- **DO THIS**
Copy out the passage from the bird bath post below, word for word, starting with "My next door" and going on through "like one day.".

- **QUOTED TEXT**
=-=-=-=-=

In need a self-priming pump that will suck 200 feet horizontally and 10 feet vertically

I thought it would be a great idea to have a bird bath. I need a self-priming pump that will suck about 200 feet horizontally and 10 feet vertically. What should I look for?

My next door neigbhor had a bird bath when I was 8 years old. A cement one.

It was always empty, so I figured I too would get bored with it, maybe in a year.

So I get the bird bath and I was starting to get bored within a day.

Mostly because the water disappears so quickly.

Webpages had said it would have to be refilled every 2 to 4 days. I figured 4 days. More like one day.

If I take out the fountain, I think it lasts a lot longer, but I only have one day's data on that. The fountain is cool, solar powered, floats, 7 thin jets of water going up about 14 inches, with a rechargeable battery that keeps it going maybe an hour when it's cloudy or after there is no sun.

The fountains attract birds because they see the reflection of the sun off the water. Still water, like a mirror, only reflects in one direction. But moving water reflects in all directions.

=-=-=-=-=

- **EXTRACTED MATERIAL**
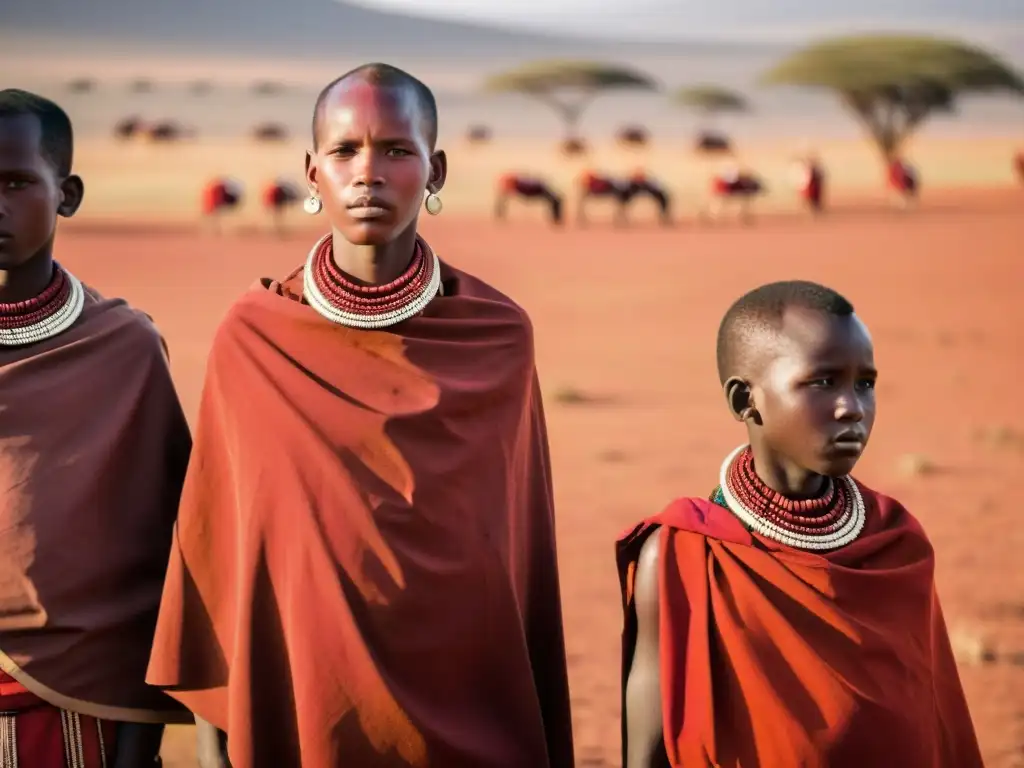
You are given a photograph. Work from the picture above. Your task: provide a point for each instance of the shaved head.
(385, 77)
(757, 316)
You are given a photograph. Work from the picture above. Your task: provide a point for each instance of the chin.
(370, 233)
(837, 466)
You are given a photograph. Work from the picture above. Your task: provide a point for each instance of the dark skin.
(806, 394)
(373, 166)
(33, 195)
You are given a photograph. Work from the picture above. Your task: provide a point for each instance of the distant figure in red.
(903, 181)
(279, 196)
(219, 197)
(602, 186)
(809, 180)
(641, 184)
(526, 187)
(734, 186)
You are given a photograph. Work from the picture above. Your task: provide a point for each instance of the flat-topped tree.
(568, 87)
(893, 83)
(711, 99)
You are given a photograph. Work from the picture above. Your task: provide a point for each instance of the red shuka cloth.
(776, 656)
(93, 448)
(365, 568)
(39, 728)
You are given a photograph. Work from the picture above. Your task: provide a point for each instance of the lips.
(850, 440)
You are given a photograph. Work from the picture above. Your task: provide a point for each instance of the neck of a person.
(377, 264)
(783, 476)
(29, 280)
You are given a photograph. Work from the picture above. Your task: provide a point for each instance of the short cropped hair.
(762, 309)
(385, 76)
(57, 137)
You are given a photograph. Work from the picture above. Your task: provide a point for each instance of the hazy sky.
(688, 18)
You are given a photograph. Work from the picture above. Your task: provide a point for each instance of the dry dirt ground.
(626, 325)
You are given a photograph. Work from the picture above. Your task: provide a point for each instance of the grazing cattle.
(514, 185)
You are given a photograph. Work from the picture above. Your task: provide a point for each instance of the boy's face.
(32, 195)
(374, 163)
(815, 393)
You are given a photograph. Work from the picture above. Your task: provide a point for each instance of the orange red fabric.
(93, 449)
(40, 731)
(365, 568)
(776, 656)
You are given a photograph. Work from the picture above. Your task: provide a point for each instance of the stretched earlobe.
(739, 399)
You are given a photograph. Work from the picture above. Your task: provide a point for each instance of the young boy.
(791, 619)
(365, 570)
(93, 448)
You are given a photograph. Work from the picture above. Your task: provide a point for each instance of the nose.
(849, 408)
(367, 169)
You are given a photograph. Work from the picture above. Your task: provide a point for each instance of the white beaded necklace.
(851, 522)
(326, 309)
(47, 328)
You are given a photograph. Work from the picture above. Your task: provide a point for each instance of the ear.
(739, 397)
(72, 193)
(438, 171)
(311, 172)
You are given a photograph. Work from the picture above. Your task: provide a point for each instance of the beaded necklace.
(340, 300)
(49, 313)
(829, 521)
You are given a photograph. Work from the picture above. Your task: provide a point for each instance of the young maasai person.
(809, 181)
(93, 448)
(902, 182)
(513, 185)
(733, 186)
(365, 567)
(791, 619)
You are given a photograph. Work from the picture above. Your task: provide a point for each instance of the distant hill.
(294, 29)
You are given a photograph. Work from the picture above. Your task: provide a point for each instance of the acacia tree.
(569, 87)
(892, 83)
(710, 100)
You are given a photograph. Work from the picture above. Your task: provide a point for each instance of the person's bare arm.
(644, 732)
(211, 745)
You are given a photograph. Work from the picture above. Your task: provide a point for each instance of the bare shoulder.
(645, 585)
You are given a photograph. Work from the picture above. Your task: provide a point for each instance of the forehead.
(813, 337)
(358, 107)
(19, 141)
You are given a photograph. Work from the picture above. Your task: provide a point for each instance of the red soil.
(628, 320)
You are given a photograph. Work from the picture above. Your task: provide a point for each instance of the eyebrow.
(832, 370)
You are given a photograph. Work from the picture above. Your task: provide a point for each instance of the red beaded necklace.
(24, 313)
(821, 515)
(344, 294)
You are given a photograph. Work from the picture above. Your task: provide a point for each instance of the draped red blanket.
(44, 735)
(365, 571)
(93, 448)
(774, 656)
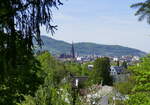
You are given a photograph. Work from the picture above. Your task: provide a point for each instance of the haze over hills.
(86, 48)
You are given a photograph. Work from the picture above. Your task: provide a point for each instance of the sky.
(110, 22)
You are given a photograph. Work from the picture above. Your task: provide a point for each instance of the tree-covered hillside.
(58, 47)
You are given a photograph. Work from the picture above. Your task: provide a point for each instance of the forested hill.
(59, 47)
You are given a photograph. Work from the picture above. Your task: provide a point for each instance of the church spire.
(72, 50)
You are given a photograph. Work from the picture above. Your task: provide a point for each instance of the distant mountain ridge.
(58, 47)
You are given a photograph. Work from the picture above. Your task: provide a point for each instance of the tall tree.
(102, 71)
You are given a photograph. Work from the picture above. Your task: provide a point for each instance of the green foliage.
(23, 80)
(143, 10)
(101, 71)
(141, 91)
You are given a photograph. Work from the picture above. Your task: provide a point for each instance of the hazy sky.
(101, 21)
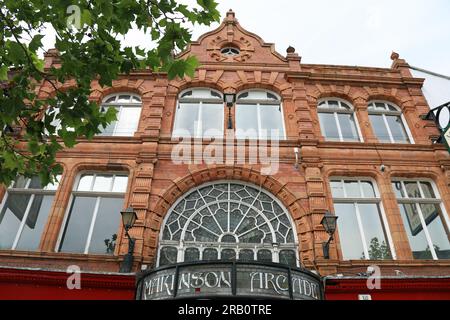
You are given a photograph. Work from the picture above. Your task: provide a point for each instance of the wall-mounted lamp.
(229, 99)
(129, 217)
(329, 222)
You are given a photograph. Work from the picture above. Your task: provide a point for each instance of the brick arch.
(99, 94)
(347, 93)
(181, 186)
(179, 85)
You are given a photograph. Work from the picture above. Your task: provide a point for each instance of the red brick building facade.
(155, 183)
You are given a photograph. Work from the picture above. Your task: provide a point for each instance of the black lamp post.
(129, 217)
(329, 223)
(229, 99)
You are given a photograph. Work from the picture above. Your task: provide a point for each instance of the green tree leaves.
(88, 51)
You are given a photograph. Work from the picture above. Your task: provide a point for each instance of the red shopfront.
(29, 284)
(411, 288)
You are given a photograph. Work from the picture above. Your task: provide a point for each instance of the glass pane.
(109, 130)
(102, 183)
(85, 183)
(288, 257)
(348, 127)
(337, 189)
(228, 254)
(34, 225)
(186, 120)
(349, 234)
(212, 120)
(123, 99)
(168, 255)
(368, 190)
(333, 104)
(412, 188)
(329, 127)
(247, 255)
(373, 232)
(271, 122)
(264, 256)
(11, 217)
(352, 189)
(397, 129)
(120, 184)
(191, 255)
(427, 189)
(433, 218)
(135, 99)
(104, 236)
(128, 122)
(210, 254)
(398, 189)
(414, 230)
(246, 121)
(78, 224)
(35, 183)
(379, 128)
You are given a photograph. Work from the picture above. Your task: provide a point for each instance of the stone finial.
(394, 56)
(290, 49)
(231, 15)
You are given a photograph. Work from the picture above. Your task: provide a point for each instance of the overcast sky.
(346, 32)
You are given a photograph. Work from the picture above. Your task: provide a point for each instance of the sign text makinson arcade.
(233, 279)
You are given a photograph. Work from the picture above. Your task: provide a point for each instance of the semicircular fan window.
(228, 221)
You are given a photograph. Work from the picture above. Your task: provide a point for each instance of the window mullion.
(118, 120)
(361, 231)
(336, 118)
(22, 223)
(258, 111)
(91, 228)
(388, 128)
(427, 233)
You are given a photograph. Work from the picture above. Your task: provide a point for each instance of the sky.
(345, 32)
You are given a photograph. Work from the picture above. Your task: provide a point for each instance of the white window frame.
(417, 201)
(388, 112)
(46, 191)
(198, 130)
(365, 200)
(181, 245)
(98, 195)
(120, 106)
(335, 112)
(260, 104)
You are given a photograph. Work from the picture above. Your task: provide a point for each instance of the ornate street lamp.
(441, 116)
(229, 99)
(329, 223)
(129, 217)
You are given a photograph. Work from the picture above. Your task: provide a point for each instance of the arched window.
(128, 113)
(259, 115)
(199, 114)
(338, 121)
(388, 123)
(228, 221)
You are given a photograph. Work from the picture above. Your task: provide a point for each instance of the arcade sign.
(229, 279)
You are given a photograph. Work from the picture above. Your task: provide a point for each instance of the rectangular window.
(259, 121)
(94, 215)
(200, 119)
(361, 224)
(25, 213)
(423, 218)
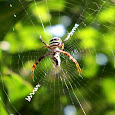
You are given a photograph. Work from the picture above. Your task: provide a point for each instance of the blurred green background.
(93, 45)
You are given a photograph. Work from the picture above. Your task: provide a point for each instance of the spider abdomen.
(55, 58)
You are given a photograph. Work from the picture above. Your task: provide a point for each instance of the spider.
(56, 47)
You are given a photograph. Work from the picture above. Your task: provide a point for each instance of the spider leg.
(75, 61)
(62, 46)
(33, 67)
(46, 45)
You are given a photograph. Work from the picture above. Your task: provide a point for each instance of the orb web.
(62, 90)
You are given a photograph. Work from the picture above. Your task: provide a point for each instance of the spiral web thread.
(71, 33)
(28, 98)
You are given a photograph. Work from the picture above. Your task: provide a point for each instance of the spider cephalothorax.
(56, 47)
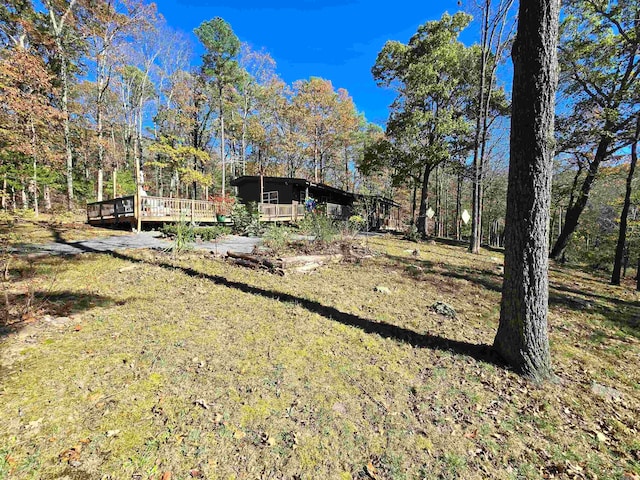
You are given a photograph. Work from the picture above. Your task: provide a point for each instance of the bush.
(277, 237)
(321, 227)
(412, 233)
(211, 233)
(189, 233)
(183, 236)
(246, 219)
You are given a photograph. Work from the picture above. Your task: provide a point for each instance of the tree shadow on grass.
(624, 314)
(20, 309)
(480, 352)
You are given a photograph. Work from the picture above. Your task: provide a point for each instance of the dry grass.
(21, 229)
(197, 367)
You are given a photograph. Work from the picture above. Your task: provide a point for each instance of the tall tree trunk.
(424, 199)
(100, 134)
(413, 201)
(622, 235)
(47, 198)
(573, 211)
(522, 337)
(476, 196)
(222, 146)
(67, 132)
(459, 206)
(35, 169)
(4, 191)
(58, 25)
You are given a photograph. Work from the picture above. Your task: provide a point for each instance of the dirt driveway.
(152, 240)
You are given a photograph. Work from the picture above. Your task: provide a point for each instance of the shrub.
(189, 233)
(211, 233)
(183, 236)
(412, 233)
(246, 219)
(322, 228)
(277, 237)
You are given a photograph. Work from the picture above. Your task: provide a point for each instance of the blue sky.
(336, 39)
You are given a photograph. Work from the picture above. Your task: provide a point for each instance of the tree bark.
(222, 144)
(459, 206)
(522, 337)
(622, 234)
(58, 29)
(424, 198)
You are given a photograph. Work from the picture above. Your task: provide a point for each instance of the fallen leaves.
(72, 455)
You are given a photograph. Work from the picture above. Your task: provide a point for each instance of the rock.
(340, 408)
(444, 309)
(603, 391)
(381, 289)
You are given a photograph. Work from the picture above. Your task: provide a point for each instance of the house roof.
(306, 183)
(290, 181)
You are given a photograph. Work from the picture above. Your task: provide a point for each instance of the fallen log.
(307, 259)
(254, 261)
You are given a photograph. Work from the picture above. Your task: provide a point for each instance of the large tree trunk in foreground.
(522, 338)
(622, 235)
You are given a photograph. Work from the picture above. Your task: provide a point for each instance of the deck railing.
(285, 212)
(116, 208)
(181, 208)
(157, 209)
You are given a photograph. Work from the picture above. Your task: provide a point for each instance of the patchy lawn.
(20, 229)
(141, 366)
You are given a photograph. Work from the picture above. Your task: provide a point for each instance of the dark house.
(382, 212)
(285, 190)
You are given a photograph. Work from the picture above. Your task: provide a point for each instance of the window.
(270, 197)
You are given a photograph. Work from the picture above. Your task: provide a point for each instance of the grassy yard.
(138, 365)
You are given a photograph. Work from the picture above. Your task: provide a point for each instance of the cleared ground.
(138, 365)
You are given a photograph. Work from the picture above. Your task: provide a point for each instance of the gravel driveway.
(153, 240)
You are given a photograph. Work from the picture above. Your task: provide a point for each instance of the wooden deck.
(155, 210)
(281, 212)
(123, 210)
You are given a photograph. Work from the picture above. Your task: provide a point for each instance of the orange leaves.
(72, 455)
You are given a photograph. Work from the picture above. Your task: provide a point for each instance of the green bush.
(412, 233)
(183, 235)
(277, 237)
(321, 227)
(189, 233)
(211, 233)
(246, 219)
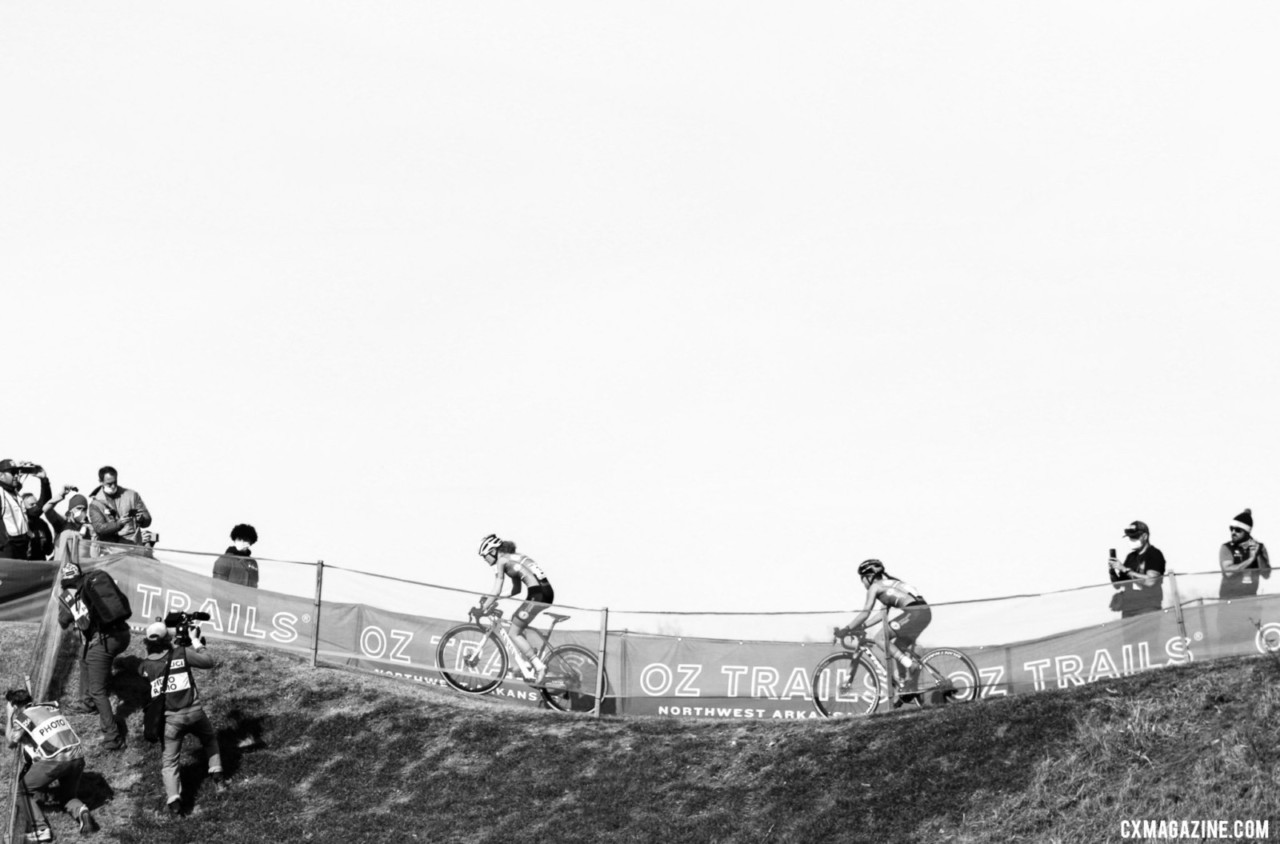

=-=-=-=-=

- **REPLY TO THE TASK**
My next door neigbhor had a bird bath when I was 8 years old. A cement one.

It was always empty, so I figured I too would get bored with it, maybe in a year.

So I get the bird bath and I was starting to get bored within a day.

Mostly because the water disappears so quickly.

Webpages had said it would have to be refilled every 2 to 4 days. I figured 4 days. More like one day.